═════ Supplied records

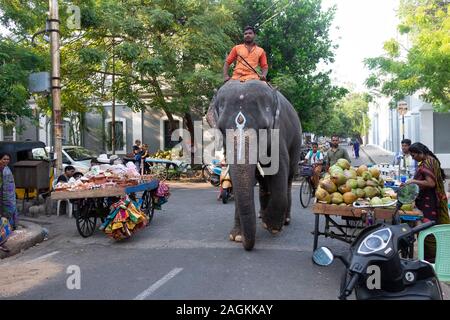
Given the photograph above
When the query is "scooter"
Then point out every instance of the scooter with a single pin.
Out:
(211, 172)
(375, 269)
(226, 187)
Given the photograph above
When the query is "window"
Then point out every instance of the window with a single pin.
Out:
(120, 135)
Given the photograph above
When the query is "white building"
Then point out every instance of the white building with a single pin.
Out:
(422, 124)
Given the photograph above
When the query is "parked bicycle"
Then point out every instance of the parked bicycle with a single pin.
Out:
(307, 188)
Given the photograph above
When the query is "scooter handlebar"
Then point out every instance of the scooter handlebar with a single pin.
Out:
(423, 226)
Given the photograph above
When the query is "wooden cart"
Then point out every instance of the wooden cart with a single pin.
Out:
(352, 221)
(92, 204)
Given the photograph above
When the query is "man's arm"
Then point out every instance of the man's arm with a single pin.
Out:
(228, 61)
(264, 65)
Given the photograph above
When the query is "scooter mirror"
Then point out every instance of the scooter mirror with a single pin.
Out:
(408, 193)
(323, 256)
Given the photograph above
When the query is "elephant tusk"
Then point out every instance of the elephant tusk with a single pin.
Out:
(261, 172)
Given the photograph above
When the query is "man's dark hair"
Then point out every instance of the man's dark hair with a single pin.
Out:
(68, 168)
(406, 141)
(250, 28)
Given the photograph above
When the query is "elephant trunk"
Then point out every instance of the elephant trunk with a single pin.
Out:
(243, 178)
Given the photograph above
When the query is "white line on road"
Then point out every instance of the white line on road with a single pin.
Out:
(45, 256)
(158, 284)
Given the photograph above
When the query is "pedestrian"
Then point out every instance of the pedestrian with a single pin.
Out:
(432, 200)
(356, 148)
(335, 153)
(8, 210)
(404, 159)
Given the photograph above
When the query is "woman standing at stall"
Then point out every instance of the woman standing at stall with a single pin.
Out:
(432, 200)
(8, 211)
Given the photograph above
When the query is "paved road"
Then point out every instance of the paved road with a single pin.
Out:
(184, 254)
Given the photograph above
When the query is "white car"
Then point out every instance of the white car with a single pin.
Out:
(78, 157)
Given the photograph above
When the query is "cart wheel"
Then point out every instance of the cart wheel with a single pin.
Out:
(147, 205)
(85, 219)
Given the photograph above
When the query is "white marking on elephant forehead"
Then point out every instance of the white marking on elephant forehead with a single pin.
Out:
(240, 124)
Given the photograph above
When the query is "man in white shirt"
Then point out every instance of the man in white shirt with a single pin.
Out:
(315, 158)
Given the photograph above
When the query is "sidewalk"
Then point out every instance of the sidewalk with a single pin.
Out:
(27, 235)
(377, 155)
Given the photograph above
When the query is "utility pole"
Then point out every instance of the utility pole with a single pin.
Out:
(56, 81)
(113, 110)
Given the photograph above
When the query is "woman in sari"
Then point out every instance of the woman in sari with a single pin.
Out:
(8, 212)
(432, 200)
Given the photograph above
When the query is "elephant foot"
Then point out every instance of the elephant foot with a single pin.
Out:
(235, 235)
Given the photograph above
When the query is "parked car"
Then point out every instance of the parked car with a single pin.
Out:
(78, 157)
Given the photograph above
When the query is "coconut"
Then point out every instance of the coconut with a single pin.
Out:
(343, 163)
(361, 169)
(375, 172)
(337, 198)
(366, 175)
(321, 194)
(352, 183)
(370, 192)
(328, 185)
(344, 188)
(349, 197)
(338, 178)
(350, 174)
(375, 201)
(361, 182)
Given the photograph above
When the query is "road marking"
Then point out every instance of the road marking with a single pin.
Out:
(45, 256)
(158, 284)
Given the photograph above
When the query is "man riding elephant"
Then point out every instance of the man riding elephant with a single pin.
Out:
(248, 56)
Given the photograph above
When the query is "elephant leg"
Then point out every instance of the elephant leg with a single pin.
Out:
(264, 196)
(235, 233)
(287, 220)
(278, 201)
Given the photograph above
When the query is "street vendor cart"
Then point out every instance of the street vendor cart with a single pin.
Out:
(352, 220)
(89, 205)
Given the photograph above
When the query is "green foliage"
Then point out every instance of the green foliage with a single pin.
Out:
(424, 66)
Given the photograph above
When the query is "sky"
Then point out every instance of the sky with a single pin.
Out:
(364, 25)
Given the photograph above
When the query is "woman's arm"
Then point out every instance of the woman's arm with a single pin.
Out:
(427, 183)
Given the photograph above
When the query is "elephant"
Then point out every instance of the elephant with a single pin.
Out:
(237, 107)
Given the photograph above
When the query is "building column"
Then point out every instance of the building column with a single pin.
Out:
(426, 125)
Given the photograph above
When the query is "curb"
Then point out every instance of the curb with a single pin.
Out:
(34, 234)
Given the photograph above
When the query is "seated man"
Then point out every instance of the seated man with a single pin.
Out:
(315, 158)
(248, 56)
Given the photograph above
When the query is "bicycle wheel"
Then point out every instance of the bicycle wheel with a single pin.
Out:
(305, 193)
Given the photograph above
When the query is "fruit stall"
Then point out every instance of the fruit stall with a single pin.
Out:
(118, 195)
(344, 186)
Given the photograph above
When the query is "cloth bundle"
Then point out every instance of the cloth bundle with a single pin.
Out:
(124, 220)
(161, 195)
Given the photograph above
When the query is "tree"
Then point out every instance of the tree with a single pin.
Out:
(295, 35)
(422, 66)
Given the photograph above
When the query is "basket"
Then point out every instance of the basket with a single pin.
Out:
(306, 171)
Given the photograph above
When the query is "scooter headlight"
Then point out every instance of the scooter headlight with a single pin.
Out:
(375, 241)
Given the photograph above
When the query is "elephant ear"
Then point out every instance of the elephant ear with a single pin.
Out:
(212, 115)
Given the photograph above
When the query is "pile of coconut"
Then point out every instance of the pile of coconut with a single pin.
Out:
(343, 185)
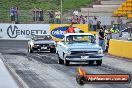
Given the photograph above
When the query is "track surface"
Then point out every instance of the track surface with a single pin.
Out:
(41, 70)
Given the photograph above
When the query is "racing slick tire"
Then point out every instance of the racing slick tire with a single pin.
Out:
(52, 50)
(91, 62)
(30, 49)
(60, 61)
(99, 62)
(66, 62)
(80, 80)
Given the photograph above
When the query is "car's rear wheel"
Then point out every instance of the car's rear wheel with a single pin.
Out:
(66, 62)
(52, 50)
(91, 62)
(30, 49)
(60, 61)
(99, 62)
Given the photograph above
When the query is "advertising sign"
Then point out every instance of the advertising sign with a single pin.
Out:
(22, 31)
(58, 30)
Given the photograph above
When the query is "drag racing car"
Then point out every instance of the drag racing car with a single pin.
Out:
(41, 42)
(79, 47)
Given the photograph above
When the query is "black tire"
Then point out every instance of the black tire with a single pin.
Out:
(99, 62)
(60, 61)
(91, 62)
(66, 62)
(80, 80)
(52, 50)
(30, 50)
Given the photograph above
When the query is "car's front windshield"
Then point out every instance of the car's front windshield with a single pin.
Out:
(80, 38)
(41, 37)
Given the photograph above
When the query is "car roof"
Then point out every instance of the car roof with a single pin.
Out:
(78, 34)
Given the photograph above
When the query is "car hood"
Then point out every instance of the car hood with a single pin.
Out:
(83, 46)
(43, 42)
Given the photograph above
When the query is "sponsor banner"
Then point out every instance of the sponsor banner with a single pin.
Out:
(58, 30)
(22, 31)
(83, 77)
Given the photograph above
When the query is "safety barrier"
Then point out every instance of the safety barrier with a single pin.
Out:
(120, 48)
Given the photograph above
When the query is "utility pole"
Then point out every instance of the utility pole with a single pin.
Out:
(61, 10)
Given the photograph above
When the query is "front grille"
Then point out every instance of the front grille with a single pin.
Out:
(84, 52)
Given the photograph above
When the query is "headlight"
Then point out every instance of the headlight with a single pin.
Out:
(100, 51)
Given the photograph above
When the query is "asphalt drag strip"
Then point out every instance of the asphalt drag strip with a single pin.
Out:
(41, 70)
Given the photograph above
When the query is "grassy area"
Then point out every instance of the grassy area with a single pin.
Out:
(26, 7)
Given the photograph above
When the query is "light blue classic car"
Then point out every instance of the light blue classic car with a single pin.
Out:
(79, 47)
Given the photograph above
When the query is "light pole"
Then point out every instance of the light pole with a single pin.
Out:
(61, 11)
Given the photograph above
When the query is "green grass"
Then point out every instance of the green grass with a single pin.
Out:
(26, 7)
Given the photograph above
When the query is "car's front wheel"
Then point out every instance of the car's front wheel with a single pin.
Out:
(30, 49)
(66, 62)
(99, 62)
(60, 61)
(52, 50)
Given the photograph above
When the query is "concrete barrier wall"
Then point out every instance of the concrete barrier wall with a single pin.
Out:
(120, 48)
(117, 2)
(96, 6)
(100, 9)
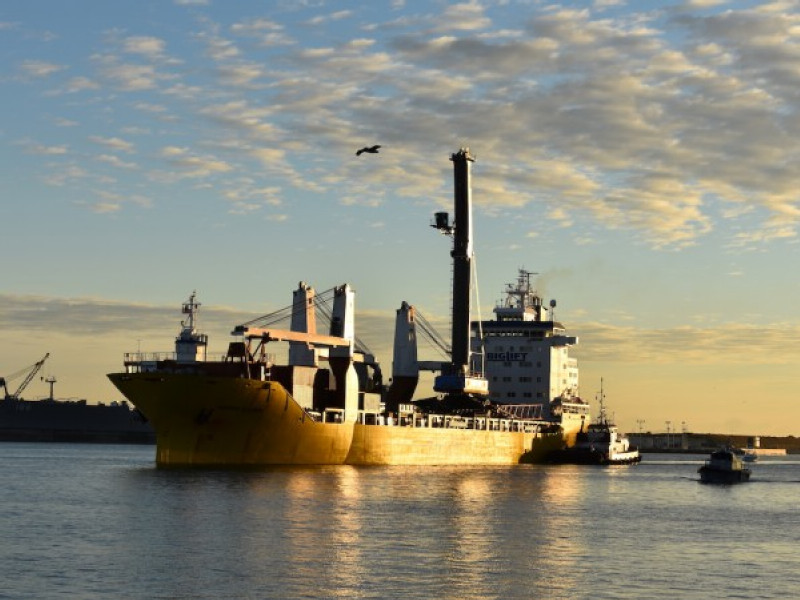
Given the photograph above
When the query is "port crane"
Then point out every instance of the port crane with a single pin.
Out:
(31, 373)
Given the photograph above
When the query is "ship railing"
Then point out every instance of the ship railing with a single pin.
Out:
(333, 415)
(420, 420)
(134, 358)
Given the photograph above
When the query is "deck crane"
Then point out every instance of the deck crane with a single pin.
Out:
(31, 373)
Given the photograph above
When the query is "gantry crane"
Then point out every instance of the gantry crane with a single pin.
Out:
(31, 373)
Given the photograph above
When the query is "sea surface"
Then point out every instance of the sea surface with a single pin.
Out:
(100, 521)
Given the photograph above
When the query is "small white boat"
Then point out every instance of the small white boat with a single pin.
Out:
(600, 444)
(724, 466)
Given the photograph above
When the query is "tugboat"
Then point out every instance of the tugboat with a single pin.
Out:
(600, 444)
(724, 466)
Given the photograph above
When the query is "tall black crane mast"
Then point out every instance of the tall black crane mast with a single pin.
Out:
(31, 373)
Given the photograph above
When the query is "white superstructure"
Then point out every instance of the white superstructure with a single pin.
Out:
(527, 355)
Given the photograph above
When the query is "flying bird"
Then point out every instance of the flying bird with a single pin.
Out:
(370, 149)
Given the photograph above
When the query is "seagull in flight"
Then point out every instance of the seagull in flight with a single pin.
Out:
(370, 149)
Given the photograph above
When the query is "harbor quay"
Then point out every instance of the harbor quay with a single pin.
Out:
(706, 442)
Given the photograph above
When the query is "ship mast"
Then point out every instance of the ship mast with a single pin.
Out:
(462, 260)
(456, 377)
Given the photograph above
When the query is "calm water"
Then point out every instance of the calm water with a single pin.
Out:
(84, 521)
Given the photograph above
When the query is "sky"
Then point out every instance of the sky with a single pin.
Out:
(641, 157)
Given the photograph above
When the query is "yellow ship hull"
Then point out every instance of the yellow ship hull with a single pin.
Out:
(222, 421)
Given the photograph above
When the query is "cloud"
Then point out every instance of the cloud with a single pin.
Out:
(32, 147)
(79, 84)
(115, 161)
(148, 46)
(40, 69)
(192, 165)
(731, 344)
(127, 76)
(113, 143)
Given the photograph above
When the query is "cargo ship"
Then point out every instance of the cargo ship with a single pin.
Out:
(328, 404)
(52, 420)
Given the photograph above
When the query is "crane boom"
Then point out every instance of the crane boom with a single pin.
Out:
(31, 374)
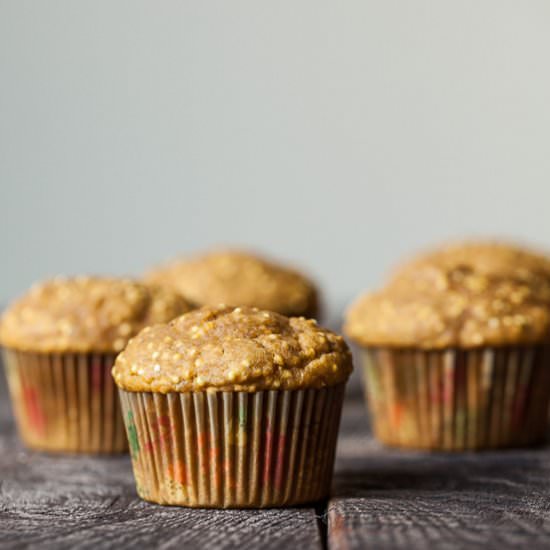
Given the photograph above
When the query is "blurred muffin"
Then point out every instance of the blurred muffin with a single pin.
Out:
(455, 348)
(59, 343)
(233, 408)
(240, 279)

══════════

**Task statement:**
Pick out each line in the data above that contains the word "foliage", and copy those lines.

**Response below:**
When the query is "green foliage"
Then point out every instance of the green foliage with a single pin.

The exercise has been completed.